> _TASKS TO COMPLETE_
- A) Decide whether each statement agrees with the Feist album review below, answering yes or no and quoting the exact words from the review that settle it: (i) Metals is Feist's first release in four years. (ii) Björk produced Metals. (iii) "A Commotion" features saxophone.
- B) According to the Feist album review below, which instruments accompany the song "Graveyard"?
- C) Resume the Feist album review below, adding one more paragraph after its final sentence.

> _SUPPLIED PASSAGE_
.....

For reasons that I can’t quite fathom, I, who would rather listen to anything but the unending hordes of ‘female indie singer-songwriters’, am an unremitting and incorrigible Feist fan. Yet despite my heightened anticipation, I couldn’t have been prepared for Metals, her latest and first release in four years. Gorgeously produced by Gonzales and Valgeir Sigurðsson (noted for his work with Björk and Nico Muhly), the lush Metals is a work of understated but unmistakeable sublimity.

 Managing to be at once restrained and wholly enveloping, the semi-orchestral instrumentation beautifully accompanies Feist’s already striking vocal ability. The emotional ‘Graveyard’, where her voice touchingly strains on her repeated pleas to ‘bring them all back to life’, is perfectly accompanied by dirge-esque horns, organ, and hushed cymbals. The rapturous ‘A Commotion’, on the other hand, pits Feist’s multi-tracked vocal chords against the roar of circular-breathing driven saxophone  blasts.

.....

> _LISTING_
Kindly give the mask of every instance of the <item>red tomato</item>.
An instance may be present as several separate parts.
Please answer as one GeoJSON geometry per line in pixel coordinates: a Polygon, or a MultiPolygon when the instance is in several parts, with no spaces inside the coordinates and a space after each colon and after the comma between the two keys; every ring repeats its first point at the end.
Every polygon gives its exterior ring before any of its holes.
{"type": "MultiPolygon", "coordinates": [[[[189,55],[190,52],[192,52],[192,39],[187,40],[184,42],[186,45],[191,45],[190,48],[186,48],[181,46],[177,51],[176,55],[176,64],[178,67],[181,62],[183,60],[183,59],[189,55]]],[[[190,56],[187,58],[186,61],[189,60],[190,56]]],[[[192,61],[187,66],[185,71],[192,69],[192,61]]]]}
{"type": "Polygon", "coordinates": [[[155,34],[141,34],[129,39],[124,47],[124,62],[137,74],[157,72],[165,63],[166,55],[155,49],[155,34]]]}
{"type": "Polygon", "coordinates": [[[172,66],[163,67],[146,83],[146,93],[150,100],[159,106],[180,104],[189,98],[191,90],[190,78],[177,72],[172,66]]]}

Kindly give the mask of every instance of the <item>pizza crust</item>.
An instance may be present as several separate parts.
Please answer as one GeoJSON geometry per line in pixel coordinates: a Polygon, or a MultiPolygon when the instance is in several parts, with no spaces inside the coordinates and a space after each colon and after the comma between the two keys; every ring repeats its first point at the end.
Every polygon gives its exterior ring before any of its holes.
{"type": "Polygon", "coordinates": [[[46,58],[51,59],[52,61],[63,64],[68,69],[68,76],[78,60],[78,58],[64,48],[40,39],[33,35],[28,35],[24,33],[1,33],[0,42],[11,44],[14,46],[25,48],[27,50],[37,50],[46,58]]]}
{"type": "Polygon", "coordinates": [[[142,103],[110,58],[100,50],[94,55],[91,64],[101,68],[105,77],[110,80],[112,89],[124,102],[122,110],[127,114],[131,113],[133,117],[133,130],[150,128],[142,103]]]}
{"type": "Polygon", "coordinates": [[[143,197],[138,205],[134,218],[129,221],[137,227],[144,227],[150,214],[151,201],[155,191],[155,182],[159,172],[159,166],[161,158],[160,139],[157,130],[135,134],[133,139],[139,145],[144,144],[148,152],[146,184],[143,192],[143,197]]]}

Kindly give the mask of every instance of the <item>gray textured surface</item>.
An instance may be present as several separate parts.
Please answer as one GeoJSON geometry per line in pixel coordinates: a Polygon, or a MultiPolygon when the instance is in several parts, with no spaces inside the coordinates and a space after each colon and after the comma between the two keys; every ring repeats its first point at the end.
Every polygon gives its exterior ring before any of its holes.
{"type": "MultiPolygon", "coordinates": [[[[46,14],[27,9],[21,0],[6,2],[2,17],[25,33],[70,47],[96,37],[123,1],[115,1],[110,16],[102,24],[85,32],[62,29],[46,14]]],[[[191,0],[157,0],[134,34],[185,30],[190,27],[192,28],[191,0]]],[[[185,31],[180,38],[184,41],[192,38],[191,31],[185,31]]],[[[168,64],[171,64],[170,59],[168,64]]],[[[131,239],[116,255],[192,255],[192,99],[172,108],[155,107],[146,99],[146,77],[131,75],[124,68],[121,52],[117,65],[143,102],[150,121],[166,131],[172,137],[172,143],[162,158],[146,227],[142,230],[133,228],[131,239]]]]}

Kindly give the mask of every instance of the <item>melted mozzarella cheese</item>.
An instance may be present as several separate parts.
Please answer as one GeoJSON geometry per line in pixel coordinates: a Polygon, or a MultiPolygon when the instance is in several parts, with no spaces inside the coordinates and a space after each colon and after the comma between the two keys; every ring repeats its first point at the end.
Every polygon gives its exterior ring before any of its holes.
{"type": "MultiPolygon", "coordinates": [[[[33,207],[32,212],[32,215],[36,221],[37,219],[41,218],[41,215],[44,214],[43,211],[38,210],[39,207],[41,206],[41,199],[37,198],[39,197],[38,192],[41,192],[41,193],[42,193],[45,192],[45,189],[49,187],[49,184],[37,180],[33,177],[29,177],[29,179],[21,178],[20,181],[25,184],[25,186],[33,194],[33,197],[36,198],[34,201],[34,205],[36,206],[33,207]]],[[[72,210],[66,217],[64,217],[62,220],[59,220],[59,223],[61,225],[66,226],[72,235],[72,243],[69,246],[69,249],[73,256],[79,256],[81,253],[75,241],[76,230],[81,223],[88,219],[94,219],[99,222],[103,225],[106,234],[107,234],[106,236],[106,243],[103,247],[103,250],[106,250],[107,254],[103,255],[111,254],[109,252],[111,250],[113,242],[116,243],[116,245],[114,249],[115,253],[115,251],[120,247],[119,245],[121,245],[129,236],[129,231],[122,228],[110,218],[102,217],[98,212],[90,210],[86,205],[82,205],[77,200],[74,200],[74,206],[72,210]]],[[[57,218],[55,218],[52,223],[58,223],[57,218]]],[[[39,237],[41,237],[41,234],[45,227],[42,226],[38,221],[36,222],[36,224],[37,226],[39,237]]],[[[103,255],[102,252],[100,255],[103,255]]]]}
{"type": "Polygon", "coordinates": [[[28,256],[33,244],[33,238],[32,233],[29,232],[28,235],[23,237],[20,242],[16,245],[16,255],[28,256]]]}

.....

> _RESPONSES BY TASK_
- A)
(i) Yes: "her latest and first release in four years"
(ii) No: "Gorgeously produced by Gonzales and Valgeir Sigurðsson (noted for his work with Björk and Nico Muhly)"
(iii) Yes: "circular-breathing driven saxophone"

- B) Dirge-esque horns, organ, and hushed cymbals.

- C)
But the most affecting of the Metals roster is the trio at the halfway mark: ‘Bittersweet Melodies’, ‘Anti-Pioneer’, and ‘Undiscovered First’, each of which starts softly but erupts in a cathartic and unique climax. ‘Bittersweet Melodies’ makes use of light crash cymbals, strings, and a shimmering piano, while ‘Undiscovered First’ resorts to a rougher guitar backing (sprinkled with tambourines) complemented by a host of back-up singers. ‘The Circle Married the Line’, however, is where Feist’s utterly breathtaking voice takes centre-stage, jumping octaves alongside swelling strings, breaking slightly in moments of wrenching emotion. I’m taken all over again.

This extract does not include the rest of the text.